- **Task**: Copy the material below from its start up to and including the line with "3 289 1350 646", requests included. Multiply every coordinate in the answers by 1.2 and round to whole numbers, rounding halves up, while keeping the requests unchanged.

- **Provided records**:

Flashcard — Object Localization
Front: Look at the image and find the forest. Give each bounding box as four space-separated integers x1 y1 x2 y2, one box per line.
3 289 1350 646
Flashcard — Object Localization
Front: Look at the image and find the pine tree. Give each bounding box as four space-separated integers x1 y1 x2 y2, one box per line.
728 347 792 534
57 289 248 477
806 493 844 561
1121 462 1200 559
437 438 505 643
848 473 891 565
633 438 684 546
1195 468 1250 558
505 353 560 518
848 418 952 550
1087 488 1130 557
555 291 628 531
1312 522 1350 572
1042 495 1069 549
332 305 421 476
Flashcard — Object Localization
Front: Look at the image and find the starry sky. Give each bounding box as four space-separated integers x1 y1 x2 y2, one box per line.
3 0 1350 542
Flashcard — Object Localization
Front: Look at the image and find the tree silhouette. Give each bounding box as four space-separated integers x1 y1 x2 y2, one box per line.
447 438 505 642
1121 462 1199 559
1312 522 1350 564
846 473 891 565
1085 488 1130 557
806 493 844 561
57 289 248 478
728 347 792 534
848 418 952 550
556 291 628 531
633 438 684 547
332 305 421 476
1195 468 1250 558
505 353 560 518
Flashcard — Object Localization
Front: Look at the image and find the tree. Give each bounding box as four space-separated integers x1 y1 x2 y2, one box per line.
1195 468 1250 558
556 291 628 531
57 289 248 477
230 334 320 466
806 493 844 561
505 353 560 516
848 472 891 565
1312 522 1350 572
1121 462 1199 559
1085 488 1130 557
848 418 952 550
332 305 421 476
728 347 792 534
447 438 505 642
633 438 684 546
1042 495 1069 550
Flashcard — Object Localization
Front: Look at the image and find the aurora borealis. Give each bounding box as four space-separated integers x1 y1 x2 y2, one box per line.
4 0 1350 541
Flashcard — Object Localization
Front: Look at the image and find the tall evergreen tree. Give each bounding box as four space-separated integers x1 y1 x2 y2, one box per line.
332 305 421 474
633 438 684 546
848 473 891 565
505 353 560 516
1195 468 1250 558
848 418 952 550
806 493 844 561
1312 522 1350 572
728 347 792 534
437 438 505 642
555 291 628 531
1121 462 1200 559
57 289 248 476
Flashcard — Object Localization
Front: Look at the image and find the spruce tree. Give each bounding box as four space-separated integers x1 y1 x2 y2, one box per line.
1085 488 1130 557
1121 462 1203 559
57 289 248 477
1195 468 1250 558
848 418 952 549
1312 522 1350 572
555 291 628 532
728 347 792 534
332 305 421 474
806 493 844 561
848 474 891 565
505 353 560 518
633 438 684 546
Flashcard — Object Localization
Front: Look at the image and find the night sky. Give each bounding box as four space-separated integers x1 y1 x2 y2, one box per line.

- **Reply to the exercise**:
Flashcard — Object Localization
Front: Look at the image and find the forest. Give each bounding box as four space-separated integers x1 y1 x2 y2, one box per line.
4 347 1620 775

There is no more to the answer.